[Begin DATA LISTING]

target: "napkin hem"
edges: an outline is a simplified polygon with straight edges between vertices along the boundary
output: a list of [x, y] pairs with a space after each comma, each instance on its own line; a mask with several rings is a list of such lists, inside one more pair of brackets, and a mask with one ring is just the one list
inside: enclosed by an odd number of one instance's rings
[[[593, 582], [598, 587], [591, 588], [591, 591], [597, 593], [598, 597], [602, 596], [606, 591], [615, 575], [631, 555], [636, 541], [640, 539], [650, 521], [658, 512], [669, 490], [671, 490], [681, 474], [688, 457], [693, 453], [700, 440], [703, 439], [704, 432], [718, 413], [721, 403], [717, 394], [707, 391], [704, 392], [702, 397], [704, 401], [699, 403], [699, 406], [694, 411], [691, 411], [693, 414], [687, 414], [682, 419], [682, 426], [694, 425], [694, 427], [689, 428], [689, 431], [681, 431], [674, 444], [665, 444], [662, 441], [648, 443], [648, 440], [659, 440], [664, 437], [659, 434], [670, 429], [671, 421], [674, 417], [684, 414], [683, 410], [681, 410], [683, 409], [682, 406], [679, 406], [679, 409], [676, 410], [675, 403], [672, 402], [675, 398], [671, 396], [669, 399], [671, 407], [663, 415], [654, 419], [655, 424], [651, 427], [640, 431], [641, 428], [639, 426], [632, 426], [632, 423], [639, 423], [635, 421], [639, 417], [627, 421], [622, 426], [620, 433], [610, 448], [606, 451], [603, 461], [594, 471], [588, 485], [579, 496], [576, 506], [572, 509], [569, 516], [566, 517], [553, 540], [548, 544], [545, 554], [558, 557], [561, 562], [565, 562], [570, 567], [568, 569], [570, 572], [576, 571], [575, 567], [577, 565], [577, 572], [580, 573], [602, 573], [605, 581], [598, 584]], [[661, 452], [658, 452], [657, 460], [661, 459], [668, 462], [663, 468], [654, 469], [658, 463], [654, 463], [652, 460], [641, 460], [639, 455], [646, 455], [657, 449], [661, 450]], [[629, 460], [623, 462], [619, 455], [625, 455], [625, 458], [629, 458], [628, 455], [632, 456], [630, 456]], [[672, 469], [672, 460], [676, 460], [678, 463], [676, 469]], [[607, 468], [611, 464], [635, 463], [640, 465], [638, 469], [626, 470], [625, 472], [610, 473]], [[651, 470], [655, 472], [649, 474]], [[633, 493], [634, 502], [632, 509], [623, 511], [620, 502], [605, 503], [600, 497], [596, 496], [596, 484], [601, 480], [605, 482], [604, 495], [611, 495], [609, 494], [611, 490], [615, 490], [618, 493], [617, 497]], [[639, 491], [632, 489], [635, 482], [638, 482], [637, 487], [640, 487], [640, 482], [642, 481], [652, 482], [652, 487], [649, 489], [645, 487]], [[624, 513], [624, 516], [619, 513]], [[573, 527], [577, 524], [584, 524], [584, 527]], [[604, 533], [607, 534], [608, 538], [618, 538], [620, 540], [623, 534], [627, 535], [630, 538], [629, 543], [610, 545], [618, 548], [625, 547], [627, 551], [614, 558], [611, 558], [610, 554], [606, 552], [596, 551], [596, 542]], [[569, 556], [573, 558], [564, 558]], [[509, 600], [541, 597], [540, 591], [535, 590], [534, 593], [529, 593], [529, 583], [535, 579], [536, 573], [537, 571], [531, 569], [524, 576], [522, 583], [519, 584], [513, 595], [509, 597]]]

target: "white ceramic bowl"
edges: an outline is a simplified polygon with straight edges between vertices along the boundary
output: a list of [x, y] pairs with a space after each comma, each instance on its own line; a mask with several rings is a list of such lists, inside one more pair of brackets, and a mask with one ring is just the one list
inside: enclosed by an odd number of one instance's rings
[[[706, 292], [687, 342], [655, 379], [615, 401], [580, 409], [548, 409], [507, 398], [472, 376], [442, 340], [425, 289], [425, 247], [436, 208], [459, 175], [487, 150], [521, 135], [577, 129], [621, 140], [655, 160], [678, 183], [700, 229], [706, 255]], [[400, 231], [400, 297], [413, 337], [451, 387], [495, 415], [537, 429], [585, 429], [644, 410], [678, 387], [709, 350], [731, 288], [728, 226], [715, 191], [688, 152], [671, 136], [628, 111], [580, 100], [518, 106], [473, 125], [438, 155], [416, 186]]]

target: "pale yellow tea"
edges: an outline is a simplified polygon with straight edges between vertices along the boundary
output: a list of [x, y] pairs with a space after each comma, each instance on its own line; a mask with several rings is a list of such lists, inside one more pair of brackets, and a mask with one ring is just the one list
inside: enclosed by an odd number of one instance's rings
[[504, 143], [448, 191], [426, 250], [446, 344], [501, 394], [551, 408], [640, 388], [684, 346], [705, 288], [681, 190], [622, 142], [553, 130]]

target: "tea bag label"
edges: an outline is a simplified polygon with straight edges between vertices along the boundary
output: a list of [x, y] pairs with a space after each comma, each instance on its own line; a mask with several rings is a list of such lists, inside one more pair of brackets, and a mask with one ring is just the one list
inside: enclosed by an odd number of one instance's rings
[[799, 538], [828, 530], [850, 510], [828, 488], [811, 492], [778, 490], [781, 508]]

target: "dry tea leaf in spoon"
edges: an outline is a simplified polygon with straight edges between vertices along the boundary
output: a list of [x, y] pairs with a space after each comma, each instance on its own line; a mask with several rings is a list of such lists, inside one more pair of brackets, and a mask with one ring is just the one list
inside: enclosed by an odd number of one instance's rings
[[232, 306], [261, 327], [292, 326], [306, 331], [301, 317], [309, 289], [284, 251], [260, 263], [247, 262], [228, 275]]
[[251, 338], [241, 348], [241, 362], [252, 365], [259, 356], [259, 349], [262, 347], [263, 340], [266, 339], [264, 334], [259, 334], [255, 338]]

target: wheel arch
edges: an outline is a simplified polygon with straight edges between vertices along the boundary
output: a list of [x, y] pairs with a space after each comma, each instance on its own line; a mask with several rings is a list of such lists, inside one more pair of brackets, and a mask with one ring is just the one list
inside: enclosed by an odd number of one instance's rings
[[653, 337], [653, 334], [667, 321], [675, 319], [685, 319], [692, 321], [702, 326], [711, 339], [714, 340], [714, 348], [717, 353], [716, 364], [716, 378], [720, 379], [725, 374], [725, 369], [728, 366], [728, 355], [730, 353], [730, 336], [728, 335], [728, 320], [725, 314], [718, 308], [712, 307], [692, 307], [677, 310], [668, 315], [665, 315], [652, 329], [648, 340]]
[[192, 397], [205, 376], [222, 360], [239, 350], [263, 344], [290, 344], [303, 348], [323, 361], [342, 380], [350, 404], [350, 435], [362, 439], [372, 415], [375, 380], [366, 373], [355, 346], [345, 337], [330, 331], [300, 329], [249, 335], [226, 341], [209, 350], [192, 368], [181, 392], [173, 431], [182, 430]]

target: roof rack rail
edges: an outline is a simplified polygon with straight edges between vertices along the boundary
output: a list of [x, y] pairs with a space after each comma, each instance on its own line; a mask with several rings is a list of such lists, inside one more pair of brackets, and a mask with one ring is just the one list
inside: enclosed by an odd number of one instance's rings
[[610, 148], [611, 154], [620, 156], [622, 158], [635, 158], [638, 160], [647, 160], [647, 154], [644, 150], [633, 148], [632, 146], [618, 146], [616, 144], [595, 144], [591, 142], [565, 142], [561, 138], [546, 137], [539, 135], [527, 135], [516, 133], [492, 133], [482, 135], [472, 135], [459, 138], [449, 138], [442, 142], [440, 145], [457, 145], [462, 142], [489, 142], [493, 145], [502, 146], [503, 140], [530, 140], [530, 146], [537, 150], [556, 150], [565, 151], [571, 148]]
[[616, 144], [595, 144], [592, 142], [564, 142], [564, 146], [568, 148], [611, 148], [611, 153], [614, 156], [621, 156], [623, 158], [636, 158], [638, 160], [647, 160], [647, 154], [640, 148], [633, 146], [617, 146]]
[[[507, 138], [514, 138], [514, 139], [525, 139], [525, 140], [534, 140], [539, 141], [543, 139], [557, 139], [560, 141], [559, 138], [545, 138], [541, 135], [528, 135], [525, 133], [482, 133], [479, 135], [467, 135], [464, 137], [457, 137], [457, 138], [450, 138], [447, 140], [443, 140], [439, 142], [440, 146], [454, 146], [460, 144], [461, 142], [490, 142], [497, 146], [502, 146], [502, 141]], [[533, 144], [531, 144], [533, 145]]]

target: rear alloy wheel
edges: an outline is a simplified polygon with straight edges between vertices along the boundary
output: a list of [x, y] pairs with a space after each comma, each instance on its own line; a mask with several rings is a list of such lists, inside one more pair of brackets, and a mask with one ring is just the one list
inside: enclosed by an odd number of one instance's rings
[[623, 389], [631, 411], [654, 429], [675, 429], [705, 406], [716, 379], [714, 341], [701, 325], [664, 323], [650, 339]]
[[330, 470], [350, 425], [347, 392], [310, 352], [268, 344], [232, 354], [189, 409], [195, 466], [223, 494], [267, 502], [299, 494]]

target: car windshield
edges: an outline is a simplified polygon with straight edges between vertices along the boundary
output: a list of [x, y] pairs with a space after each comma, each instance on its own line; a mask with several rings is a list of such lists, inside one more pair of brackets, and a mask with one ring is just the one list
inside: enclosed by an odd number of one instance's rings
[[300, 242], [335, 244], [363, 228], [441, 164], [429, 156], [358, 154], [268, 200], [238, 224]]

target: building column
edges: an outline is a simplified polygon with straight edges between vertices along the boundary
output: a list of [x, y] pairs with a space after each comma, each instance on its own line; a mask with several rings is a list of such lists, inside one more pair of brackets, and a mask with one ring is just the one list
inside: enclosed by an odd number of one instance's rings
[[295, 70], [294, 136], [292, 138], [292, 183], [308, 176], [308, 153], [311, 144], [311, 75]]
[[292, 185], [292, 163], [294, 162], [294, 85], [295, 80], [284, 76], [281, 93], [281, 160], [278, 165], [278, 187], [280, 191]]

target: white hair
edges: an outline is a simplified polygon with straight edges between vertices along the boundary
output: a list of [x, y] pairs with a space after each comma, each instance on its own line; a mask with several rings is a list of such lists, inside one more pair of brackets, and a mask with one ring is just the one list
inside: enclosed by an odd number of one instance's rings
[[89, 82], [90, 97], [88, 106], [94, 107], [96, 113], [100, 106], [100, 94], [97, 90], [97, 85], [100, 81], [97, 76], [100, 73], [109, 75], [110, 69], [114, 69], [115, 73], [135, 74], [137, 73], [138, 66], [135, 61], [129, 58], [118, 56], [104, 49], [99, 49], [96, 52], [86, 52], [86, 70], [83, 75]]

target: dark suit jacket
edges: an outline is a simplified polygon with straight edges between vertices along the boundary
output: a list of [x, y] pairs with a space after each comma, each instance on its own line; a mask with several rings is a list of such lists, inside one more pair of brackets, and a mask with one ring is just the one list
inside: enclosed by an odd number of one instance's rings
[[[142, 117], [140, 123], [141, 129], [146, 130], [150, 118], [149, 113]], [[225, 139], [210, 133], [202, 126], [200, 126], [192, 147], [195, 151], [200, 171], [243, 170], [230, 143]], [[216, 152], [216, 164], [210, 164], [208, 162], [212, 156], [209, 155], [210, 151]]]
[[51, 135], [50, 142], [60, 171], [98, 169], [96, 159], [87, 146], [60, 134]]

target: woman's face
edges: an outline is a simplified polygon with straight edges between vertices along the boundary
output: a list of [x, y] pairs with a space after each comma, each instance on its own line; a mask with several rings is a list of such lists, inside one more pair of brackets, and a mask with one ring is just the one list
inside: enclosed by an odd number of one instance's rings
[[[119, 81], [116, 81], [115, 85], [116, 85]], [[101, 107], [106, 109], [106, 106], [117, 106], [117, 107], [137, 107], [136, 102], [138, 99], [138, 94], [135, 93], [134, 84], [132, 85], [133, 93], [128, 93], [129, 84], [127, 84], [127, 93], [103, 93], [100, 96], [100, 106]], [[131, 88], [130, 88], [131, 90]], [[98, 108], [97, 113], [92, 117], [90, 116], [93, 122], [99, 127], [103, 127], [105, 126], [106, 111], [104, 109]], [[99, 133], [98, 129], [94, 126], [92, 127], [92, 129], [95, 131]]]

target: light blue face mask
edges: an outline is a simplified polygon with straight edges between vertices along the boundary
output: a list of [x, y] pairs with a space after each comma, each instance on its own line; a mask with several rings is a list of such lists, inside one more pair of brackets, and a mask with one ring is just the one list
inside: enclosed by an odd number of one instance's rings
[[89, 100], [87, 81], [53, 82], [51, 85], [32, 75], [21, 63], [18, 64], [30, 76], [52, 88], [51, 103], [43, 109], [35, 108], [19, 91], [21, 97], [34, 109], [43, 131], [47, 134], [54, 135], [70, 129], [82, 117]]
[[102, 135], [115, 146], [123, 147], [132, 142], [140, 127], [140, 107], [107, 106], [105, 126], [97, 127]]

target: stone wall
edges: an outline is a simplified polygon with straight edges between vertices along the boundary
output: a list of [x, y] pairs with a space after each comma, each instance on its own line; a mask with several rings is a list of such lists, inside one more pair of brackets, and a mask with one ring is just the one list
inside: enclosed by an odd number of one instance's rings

[End DATA LISTING]

Give the lines of the data from the line that contains "tea leaf in" through the line that contains "262], [228, 275]]", inclusive, as a JSON list of strings with one string per line and blank lines left out.

RESPONSE TO THE EXERCISE -
[
  "target: \"dry tea leaf in spoon\"",
  "edges: an outline is a simplified polygon with straight edges between vertices along the boundary",
  "output: a list of [x, y] pairs with a space after each comma, each instance on its own line; a mask with several rings is a list of such lists, inside one more pair of brackets, and a mask with one ring is just the one list",
  "inside: enclosed by an odd number of one instance's rings",
  "[[232, 306], [261, 327], [292, 326], [306, 331], [301, 317], [309, 289], [284, 251], [260, 263], [247, 262], [228, 275]]"
]